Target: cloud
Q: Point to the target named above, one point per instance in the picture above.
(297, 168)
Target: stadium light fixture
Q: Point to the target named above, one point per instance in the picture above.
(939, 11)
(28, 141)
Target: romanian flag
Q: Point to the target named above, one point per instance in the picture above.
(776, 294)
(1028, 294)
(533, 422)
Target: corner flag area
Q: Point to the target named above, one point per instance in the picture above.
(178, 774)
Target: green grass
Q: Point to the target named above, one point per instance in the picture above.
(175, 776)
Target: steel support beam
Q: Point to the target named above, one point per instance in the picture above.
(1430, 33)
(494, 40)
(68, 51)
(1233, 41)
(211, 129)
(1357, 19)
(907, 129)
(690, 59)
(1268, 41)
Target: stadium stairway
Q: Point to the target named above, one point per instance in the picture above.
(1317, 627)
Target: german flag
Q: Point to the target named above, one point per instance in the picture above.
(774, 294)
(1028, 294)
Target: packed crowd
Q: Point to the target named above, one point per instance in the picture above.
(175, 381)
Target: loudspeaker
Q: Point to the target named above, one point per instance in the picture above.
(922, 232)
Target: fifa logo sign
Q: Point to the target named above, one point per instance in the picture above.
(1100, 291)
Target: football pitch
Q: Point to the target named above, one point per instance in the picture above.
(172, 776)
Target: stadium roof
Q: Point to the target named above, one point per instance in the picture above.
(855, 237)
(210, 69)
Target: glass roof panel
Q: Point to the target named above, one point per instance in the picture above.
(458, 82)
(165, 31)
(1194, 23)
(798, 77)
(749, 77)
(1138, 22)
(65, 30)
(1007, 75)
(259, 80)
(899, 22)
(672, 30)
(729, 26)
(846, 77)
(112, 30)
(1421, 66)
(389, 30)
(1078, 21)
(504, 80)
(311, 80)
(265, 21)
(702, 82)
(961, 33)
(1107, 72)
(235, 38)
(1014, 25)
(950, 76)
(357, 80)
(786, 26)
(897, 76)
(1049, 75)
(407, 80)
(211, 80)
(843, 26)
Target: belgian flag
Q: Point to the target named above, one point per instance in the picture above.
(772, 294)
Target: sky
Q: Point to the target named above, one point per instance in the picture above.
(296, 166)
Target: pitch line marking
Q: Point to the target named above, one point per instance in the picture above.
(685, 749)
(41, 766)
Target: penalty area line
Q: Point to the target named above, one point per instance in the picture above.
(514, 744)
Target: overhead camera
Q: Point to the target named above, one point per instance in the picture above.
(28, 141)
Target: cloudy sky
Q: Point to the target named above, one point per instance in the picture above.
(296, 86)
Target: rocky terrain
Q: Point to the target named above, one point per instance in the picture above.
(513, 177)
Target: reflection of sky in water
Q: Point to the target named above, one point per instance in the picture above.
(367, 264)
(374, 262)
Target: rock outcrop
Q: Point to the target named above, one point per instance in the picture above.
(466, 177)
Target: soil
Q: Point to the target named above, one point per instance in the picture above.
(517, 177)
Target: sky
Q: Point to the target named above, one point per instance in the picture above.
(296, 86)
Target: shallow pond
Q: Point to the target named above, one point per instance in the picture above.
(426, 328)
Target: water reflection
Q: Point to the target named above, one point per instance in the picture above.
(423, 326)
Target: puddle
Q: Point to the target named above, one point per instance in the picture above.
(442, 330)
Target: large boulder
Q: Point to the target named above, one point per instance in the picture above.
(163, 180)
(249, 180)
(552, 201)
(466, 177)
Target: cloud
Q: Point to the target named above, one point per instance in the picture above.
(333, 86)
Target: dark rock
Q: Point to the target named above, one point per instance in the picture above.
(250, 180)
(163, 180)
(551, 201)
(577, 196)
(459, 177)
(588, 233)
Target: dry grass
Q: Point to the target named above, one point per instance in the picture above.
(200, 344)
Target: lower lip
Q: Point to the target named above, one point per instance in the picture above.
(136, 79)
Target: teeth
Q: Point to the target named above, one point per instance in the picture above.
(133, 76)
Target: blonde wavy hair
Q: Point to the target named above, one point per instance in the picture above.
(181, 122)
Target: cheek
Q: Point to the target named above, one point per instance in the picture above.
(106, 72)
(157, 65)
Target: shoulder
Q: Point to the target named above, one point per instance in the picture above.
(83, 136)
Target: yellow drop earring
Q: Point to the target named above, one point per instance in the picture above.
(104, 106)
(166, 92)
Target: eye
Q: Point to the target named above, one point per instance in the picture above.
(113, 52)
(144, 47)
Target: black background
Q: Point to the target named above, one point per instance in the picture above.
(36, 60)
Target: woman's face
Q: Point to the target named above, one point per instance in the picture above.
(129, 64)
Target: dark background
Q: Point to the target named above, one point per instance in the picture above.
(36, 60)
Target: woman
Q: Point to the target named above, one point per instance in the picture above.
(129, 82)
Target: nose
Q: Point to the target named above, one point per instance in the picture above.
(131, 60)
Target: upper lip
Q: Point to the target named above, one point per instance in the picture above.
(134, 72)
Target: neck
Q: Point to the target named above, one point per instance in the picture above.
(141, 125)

*-*-*

▸ **TASK DIRECTIONS**:
Output the records above, each one exactly, with none left out.

▸ **OUTPUT OF THE TASK**:
Target: cloud
Q: Point to the target named above, one point per instance in the picture above.
(297, 168)
Target: stadium light fixture
Q: Point to the target named above, one point per instance in the picture above.
(939, 11)
(28, 141)
Target: romanian flag
Q: Point to the target named above, one point per instance in the picture above.
(776, 294)
(1028, 294)
(533, 422)
Target: corner flag area
Q: Point to the target named above, one point per instance in the picture above.
(178, 774)
Target: green grass
Q: Point to the target named above, one point per instance in the picture above.
(175, 776)
Target: steel support beam
Q: Point to the target named above, one point per instance in the picture above.
(1430, 33)
(494, 40)
(68, 51)
(1233, 41)
(211, 129)
(1357, 19)
(907, 129)
(690, 59)
(1268, 41)
Target: stadium stairway
Q: Point to the target named above, one point per instance in the picture above.
(1317, 627)
Target: german flag
Q: Point to the target named above, one point per instance in the picture above.
(774, 294)
(1028, 294)
Target: packed crowd
Q: Point to the target named above, one point per instance in the picture above.
(175, 381)
Target: loudspeaker
Q: Point to the target named above, one point per instance in the picture above.
(922, 232)
Target: fifa logo sign
Q: Point to the target named above, one point per instance in the picture above.
(1100, 291)
Target: football pitch
Q: Point to the target named above, one point per instance in the picture above.
(172, 776)
Target: stadium roof
Q: Point to the target named above, one point per instance in the picture above.
(855, 237)
(210, 69)
Target: glass roof panel
Q: Point to the target named above, one point per instance in the picture above.
(458, 82)
(165, 31)
(1194, 23)
(798, 77)
(749, 77)
(1138, 22)
(65, 30)
(1007, 75)
(259, 80)
(899, 22)
(672, 30)
(729, 26)
(846, 77)
(112, 30)
(1421, 66)
(389, 30)
(1078, 21)
(504, 80)
(311, 80)
(265, 21)
(702, 82)
(961, 33)
(1107, 72)
(235, 38)
(1014, 25)
(950, 76)
(357, 80)
(786, 26)
(897, 76)
(1049, 75)
(407, 80)
(211, 80)
(843, 26)
Target: belgian flag
Q: Point to the target named above, one point per instance in the picture above.
(772, 294)
Target: sky
Q: Point to the target named above, one point per instance in the picture above.
(296, 166)
Target: pitch line marking
Q: Point to the target named above, one point per instance in the picture above.
(685, 749)
(41, 766)
Target: penalty area line
Q: Point to the target named above, one point per instance in the picture above.
(514, 744)
Target: overhead camera
Q: Point to the target named above, one point per instance in the picture above.
(28, 141)
Target: cloudy sky
Q: Point to the target named above, one point per instance in the picture above.
(296, 86)
Target: rocky terrain
Q: Point to the target named above, one point per instance in the picture above.
(513, 177)
Target: reflection of sky in water
Q: Point to the target named above, one point per instance in the picture above.
(367, 264)
(374, 262)
Target: rock outcrop
Q: Point to the target named above, one point per instance in the picture above.
(466, 177)
Target: soil
Q: Point to the target named above, one point per instance in the picture above.
(517, 177)
Target: sky
Q: Point to the target named above, one point per instance in the picture above.
(296, 86)
Target: shallow pond
Q: Point to the target named above, one point per instance in the picture above.
(426, 328)
Target: water reflection
Q: Point to the target named above, one point per instance in the picture above.
(423, 326)
Target: puddle
Q: Point to the target named above, one point per instance in the picture above.
(442, 330)
Target: large boulder
Q: Point to the target named above, one point per instance in the picture above.
(163, 180)
(249, 180)
(552, 201)
(466, 177)
Target: cloud
Q: Point to the target named above, one point per instance in the picture above.
(333, 86)
Target: dark rock
Q: Point to the target named above, one point per instance in the picture above.
(250, 180)
(163, 180)
(551, 201)
(577, 196)
(459, 177)
(588, 233)
Target: dry grass
Q: Point to the target named above, one point per instance in the picture above.
(200, 344)
Target: lower lip
Q: Point to the target named above, one point per instance in the picture above.
(136, 79)
Target: teeth
Q: Point to the target named above, one point per instance in the picture above.
(133, 76)
Target: blonde wavy hair
Q: Point to the target named above, one point per instance in the picture above.
(181, 122)
Target: cheek
Q: Point to the target named above, one point per instance in the picture above.
(106, 72)
(157, 65)
Target: shoulder
Q: Point to the target named above, one point per instance in the picture above.
(83, 136)
Target: yellow drop earring
Q: Point to the target named above, one point per instance in the picture above.
(104, 106)
(166, 92)
Target: eye
Q: Point to the target named above, one point per instance in the picture above.
(113, 52)
(144, 47)
Target: black background
Q: Point to the target named above, one point per instance in the picture above.
(36, 60)
Target: woman's face
Q: Point to the target named above, one point per instance in the picture above.
(129, 64)
Target: dark background
Q: Point to the target named above, one point per instance in the picture above.
(36, 60)
Target: woman
Q: Point to the target named above, one point per instance in the picture above.
(129, 82)
Target: nose
Q: Point to the target named above, one point per instance in the picture above.
(131, 60)
Target: upper lip
Q: Point to the target named above, one point per instance in the picture above.
(134, 72)
Target: neck
Q: Point to the target named above, one point per instance in the picture above.
(141, 125)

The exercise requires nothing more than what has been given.